▸ **Doel 1**:
Haal uit de records elke regel waarin het woord "child" voorkomt.

━━ Geciteerde passage

Als u zegt dat u deze branche kent, doelt u op het feit dat u directeur was bij het Werkbedrijf Rijk van Nijmegen? 

‘Ja, dat is hetzelfde type organisatie. Er is ook een verschil: Weener XL is onderdeel van één gemeente, Den Bosch. In Nijmegen werkte ik voor zeven gemeenten en volgens de Gemeenschappelijke Regeling. De afstand tot de gemeente was in Nijmegen wat groter, maar de opdracht is op beide plekken hetzelfde.’ 

Wat zijn volgens u de voor- en nadelen van beide situaties? 

‘Een voordeel is dat Weener XL het complete dienstverleningspakket onder één dak heeft. Wij hebben daarmee invloed op de instroom, zien iedereen die vanaf dag één in de bijstand zit, zijn niet afhankelijk van de vraag of een gemeente hen toeleidt of niet, en we kunnen dienstverlening bieden van inkomensondersteuning tot inburgering. Iedereen die een vermogen heeft tot werk hebben we in beeld. Den Bosch doet het ook goed: het aantal mensen in de bijstand is laag in vergelijking met andere steden van deze grootte.

━━━━
━━ Aangeleverd materiaal

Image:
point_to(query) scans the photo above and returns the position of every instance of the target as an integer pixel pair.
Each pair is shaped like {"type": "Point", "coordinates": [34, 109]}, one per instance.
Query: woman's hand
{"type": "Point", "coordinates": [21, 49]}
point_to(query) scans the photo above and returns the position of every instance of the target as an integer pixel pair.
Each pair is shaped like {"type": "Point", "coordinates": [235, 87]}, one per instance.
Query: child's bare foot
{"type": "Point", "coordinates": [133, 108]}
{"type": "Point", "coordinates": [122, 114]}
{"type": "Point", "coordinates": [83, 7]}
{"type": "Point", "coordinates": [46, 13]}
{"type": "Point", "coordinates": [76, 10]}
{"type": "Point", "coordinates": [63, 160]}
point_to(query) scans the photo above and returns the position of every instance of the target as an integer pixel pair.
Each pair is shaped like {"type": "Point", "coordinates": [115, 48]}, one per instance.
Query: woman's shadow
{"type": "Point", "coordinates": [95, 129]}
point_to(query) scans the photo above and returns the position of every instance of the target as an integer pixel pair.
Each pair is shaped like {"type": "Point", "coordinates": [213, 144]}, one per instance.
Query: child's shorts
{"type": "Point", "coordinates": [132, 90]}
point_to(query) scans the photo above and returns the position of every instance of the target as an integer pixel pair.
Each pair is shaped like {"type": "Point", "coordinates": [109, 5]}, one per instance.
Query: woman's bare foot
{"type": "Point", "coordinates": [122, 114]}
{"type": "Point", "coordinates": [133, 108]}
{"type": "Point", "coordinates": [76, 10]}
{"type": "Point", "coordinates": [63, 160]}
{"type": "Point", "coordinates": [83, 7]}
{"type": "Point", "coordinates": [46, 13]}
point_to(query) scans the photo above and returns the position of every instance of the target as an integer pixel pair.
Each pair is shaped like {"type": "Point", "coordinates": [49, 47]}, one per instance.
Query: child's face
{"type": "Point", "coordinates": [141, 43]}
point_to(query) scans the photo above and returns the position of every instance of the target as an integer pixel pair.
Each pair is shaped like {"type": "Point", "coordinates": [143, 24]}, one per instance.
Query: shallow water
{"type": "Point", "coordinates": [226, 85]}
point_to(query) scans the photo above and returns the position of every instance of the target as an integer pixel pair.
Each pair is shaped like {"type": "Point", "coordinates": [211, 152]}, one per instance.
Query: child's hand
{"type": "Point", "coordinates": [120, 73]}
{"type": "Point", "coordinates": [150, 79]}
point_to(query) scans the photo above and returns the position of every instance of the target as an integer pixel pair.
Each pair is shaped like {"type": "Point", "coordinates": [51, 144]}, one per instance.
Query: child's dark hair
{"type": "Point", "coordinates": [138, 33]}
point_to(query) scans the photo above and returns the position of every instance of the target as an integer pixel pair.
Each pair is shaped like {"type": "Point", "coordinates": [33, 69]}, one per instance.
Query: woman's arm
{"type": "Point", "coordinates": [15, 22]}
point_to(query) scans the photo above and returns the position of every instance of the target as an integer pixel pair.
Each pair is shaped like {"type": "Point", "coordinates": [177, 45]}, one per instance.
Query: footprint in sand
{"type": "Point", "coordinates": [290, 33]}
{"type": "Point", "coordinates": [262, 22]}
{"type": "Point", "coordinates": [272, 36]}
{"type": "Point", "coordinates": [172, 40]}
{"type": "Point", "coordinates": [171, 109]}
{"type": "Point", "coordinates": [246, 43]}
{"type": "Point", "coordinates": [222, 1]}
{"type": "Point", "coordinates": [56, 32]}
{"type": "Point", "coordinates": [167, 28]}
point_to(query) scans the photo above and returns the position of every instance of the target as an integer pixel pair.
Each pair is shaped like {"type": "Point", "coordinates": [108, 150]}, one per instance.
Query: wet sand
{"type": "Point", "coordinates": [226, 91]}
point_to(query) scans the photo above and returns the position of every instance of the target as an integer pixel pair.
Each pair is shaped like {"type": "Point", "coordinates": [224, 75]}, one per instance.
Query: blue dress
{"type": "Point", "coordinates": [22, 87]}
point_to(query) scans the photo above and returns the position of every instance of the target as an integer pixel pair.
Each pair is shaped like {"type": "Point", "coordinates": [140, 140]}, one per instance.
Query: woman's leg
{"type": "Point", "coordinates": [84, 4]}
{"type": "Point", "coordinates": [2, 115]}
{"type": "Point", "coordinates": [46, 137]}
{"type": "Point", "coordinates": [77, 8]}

━━━━

▸ **Doel 2**:
Schrijf het interviewfragment hierboven letterlijk over, van "Wat zijn volgens" tot "steden van deze grootte.".

▸ **Juist antwoord 1**:
Query: child's bare foot
Query: child's shorts
Query: child's face
Query: child's hand
Query: child's dark hair

▸ **Juist antwoord 2**:
Wat zijn volgens u de voor- en nadelen van beide situaties? 

‘Een voordeel is dat Weener XL het complete dienstverleningspakket onder één dak heeft. Wij hebben daarmee invloed op de instroom, zien iedereen die vanaf dag één in de bijstand zit, zijn niet afhankelijk van de vraag of een gemeente hen toeleidt of niet, en we kunnen dienstverlening bieden van inkomensondersteuning tot inburgering. Iedereen die een vermogen heeft tot werk hebben we in beeld. Den Bosch doet het ook goed: het aantal mensen in de bijstand is laag in vergelijking met andere steden van deze grootte.